Фильм не о том, правильно ли меняются, не о том, что получают. Фильм — о потерях. Пусть уходит исторически обреченный уклад, а с ним вместе — и способ жизни, способ мыслить, ориентироваться в мире, способ дышать, общаться с себе подобными. Пусть патриархальное это старье не имеет сегодня права на существование. Но на внимание-то имеет? Пусть будет оно уничтожено сразу усилиями двух стихий, огня и воды, как эти покосившиеся избы, но есть, есть свой большой душевный смысл в том, как старая женщина, неторопливая верховодка веет здешнего бабьего народа, долго-долго, собственноручно, изгоняя помощников, моет, моет, драит и чистит, обряжает занавесочками и цветами горницу в избе, назначенной на уничтожение, — как омывают, обряжают и покрывают цветами дорогого покойника перед кремацией. Разве ему, ушедшему, это нужно? Это нам необходимо, это снимает, смягчает нашу собственную боль. И только здесь Дарья превосходит остальных — мудрым пониманием своей печали, необходимости последнего поклона. От остальных это скрыто, заслонено повседневной заботой, или руководящим приказом начальства, или скоморошьим цинизмом, как у фиглярствующего Петрухи…
Заверши Шепитько эту работу, наверное, акцент был бы сделан здесь на святости, на мудрости, на многотерпеливости простого человека. Климов, с его трезвостью и едкостью, эту линию прочертил мягче, скромнее. Главное сто внимание привлекли силы зла, варианты неправедности. В этих кадрах сдержанная, эпическая плавность повествования не может скрыть сарказма и гротеска. Тут и «пожегщики», легко опознаваемые по Босху, и тот же Петруха, выросший по значению, ставший фигурой символической, и Воронцов в исполнении Алексея Петренко — памятниковоподобный, говорящий коротко и трудно, с перехватом горла от нахлынувших чувств. Пока не открываешь с испугом, что перехват что-то больно уж привычен, что пастырь вовсе не принял на себя беды и печали ведомых, что от монумента здесь не только мраморная осанка, но и тупая монолитность нутра вместе с неумением задаваться вопросами.

Разметка рамками для фотографий
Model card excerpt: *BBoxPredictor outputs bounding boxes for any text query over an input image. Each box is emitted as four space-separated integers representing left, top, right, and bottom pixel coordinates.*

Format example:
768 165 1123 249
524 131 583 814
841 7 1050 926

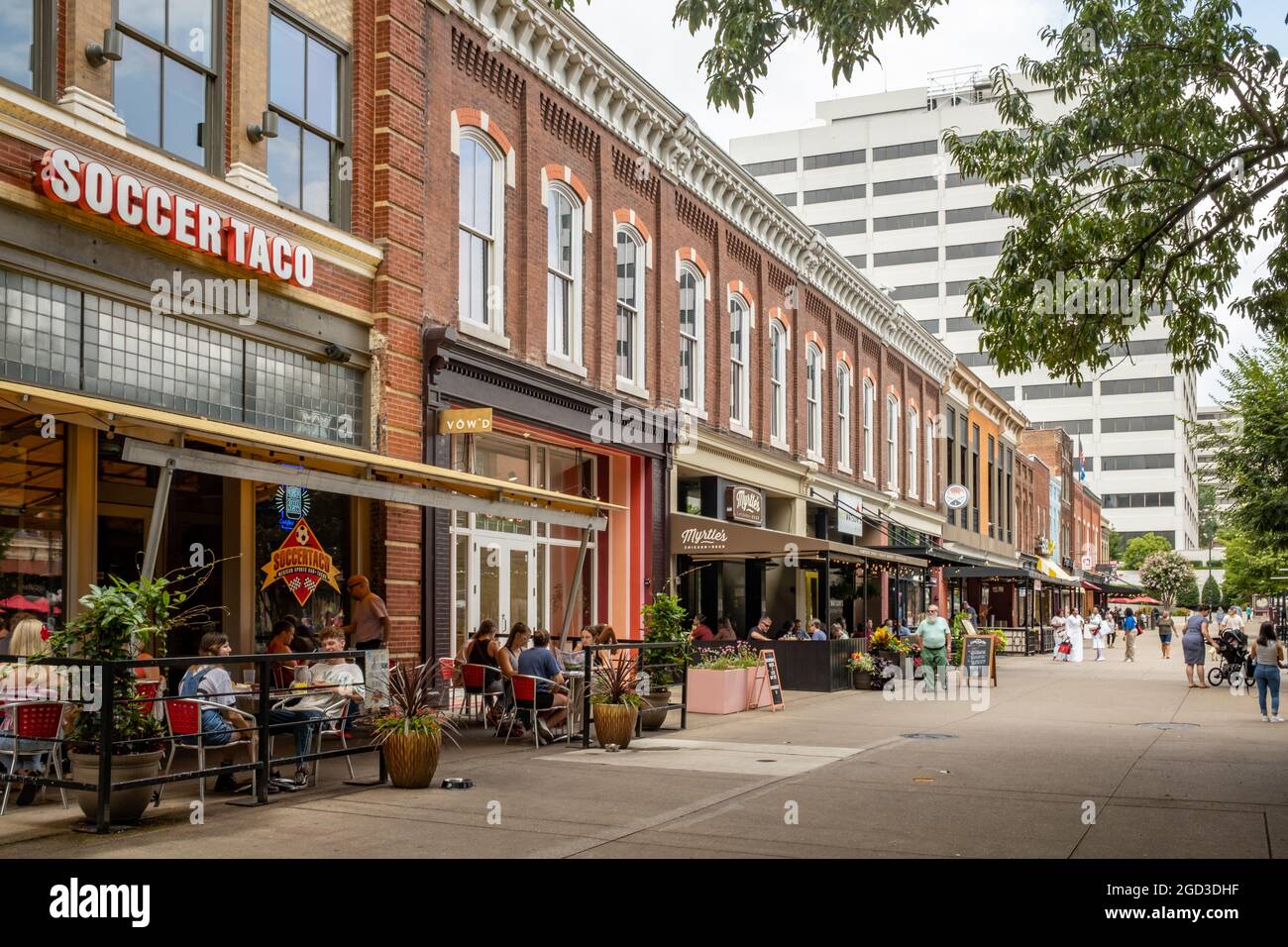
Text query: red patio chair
154 697 258 805
0 701 67 815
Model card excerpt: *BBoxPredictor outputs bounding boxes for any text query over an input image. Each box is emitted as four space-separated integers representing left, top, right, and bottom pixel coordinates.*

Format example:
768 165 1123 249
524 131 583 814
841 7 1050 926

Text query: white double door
468 535 537 635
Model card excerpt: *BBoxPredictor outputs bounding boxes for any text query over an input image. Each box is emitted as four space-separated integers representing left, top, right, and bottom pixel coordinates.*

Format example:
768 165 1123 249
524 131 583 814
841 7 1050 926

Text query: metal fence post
255 655 273 805
94 661 116 835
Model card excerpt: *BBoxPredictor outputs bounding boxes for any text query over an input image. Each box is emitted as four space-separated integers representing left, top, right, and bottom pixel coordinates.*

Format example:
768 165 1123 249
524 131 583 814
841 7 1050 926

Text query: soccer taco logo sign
36 149 313 288
259 518 340 605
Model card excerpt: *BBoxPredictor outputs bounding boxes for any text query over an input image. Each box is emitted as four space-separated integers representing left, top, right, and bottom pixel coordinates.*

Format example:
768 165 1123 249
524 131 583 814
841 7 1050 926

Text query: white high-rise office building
730 69 1198 549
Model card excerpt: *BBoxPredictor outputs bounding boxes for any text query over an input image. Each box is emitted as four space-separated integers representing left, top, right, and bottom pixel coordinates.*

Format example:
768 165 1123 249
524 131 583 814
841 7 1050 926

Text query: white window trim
836 361 854 474
886 394 903 492
456 126 510 340
924 421 937 506
860 377 877 483
909 407 921 500
769 318 793 451
725 291 756 437
613 224 653 401
541 180 589 377
805 343 823 464
675 262 707 420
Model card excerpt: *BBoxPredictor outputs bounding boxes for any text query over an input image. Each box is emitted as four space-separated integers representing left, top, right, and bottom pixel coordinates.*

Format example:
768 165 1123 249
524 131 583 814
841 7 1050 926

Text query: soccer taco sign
36 149 313 288
259 518 340 605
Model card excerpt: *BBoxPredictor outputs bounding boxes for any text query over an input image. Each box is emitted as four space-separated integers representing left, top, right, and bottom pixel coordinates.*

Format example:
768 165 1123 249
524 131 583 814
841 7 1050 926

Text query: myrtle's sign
725 487 764 526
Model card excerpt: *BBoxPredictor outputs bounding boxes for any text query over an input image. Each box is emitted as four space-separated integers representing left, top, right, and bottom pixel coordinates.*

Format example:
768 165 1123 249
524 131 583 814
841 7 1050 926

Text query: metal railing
581 640 690 749
0 651 387 835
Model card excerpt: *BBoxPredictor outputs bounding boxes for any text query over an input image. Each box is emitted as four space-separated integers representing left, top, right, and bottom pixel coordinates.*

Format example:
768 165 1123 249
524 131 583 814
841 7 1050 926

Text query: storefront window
0 269 366 446
255 483 352 647
0 408 67 629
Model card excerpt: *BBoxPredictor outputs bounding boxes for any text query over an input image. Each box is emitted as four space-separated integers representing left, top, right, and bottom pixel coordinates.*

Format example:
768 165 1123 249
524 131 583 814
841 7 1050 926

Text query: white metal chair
0 701 67 815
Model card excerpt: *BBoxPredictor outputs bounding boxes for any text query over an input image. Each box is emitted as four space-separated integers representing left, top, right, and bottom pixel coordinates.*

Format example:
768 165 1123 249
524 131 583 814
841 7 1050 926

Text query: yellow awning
1038 557 1078 585
0 380 625 517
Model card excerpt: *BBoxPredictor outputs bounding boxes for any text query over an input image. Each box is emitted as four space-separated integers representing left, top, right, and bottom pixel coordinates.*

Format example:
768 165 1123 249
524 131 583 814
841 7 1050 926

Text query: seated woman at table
265 617 300 686
179 631 257 792
518 629 568 743
0 614 65 805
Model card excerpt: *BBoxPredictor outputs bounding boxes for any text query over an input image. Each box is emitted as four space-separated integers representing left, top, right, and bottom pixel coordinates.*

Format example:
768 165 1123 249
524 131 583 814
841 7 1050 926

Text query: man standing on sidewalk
343 576 389 650
917 605 952 690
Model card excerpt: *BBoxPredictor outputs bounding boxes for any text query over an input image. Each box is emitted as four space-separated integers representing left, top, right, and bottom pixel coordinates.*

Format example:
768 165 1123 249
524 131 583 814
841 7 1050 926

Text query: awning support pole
139 459 174 579
559 526 593 652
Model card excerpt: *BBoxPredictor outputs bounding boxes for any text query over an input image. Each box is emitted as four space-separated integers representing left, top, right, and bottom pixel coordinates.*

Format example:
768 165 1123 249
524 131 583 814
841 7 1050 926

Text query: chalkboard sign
962 635 997 686
754 648 787 711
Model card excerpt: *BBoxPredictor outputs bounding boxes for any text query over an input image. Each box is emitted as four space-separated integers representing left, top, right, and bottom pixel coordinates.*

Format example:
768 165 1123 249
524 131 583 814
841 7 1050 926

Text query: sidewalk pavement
0 644 1288 858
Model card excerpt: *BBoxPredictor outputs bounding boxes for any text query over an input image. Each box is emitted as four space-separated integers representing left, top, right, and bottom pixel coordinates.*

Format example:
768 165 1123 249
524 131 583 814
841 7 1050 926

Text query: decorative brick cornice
442 0 953 382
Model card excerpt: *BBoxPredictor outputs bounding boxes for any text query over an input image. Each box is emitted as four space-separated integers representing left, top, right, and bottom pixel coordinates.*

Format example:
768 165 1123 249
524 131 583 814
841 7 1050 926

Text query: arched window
680 264 707 410
836 362 850 471
769 320 787 447
546 183 583 365
863 378 877 480
617 227 644 388
805 343 823 460
886 394 901 491
924 420 936 502
458 129 505 334
909 407 921 496
729 292 751 428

__Ваше задание__: Продублируй текст о фильме целиком, не меняя в нем ни слова и ни одного знака.

__Ответ на задачу__:
Фильм не о том, правильно ли меняются, не о том, что получают. Фильм — о потерях. Пусть уходит исторически обреченный уклад, а с ним вместе — и способ жизни, способ мыслить, ориентироваться в мире, способ дышать, общаться с себе подобными. Пусть патриархальное это старье не имеет сегодня права на существование. Но на внимание-то имеет? Пусть будет оно уничтожено сразу усилиями двух стихий, огня и воды, как эти покосившиеся избы, но есть, есть свой большой душевный смысл в том, как старая женщина, неторопливая верховодка веет здешнего бабьего народа, долго-долго, собственноручно, изгоняя помощников, моет, моет, драит и чистит, обряжает занавесочками и цветами горницу в избе, назначенной на уничтожение, — как омывают, обряжают и покрывают цветами дорогого покойника перед кремацией. Разве ему, ушедшему, это нужно? Это нам необходимо, это снимает, смягчает нашу собственную боль. И только здесь Дарья превосходит остальных — мудрым пониманием своей печали, необходимости последнего поклона. От остальных это скрыто, заслонено повседневной заботой, или руководящим приказом начальства, или скоморошьим цинизмом, как у фиглярствующего Петрухи…
Заверши Шепитько эту работу, наверное, акцент был бы сделан здесь на святости, на мудрости, на многотерпеливости простого человека. Климов, с его трезвостью и едкостью, эту линию прочертил мягче, скромнее. Главное сто внимание привлекли силы зла, варианты неправедности. В этих кадрах сдержанная, эпическая плавность повествования не может скрыть сарказма и гротеска. Тут и «пожегщики», легко опознаваемые по Босху, и тот же Петруха, выросший по значению, ставший фигурой символической, и Воронцов в исполнении Алексея Петренко — памятниковоподобный, говорящий коротко и трудно, с перехватом горла от нахлынувших чувств. Пока не открываешь с испугом, что перехват что-то больно уж привычен, что пастырь вовсе не принял на себя беды и печали ведомых, что от монумента здесь не только мраморная осанка, но и тупая монолитность нутра вместе с неумением задаваться вопросами.